What to work on
Take every line containing "that" from the material and copy it.

Exercise data
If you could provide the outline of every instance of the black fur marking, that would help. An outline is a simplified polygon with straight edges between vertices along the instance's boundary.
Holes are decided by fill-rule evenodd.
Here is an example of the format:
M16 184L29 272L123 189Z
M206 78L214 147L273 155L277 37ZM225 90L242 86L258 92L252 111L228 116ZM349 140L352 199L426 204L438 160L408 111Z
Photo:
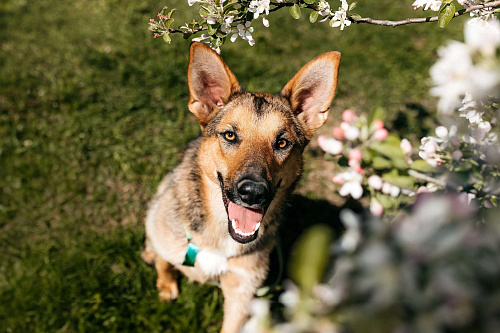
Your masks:
M253 106L255 108L255 113L257 113L257 116L261 116L264 114L264 111L267 110L264 106L267 106L268 101L266 100L265 97L262 96L253 96Z

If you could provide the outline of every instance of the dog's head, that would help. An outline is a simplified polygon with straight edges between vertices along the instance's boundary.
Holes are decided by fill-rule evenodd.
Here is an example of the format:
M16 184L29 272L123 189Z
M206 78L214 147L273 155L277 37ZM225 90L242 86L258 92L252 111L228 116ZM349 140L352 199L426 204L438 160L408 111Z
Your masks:
M324 124L335 94L340 53L305 65L279 95L245 93L222 58L191 45L189 110L202 128L199 164L220 184L234 240L257 238L273 204L282 202L302 171L302 152Z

Written answer
If you could provide the outline of every instance of the black fur marking, that would help. An outline is a simplified polygon with straight edges between vertices along the instance's boundary.
If you could provide the outline of every instance of the dog's head, that would help. An outline is a simplified polygon with straight edges between vertices along the instance's boundary.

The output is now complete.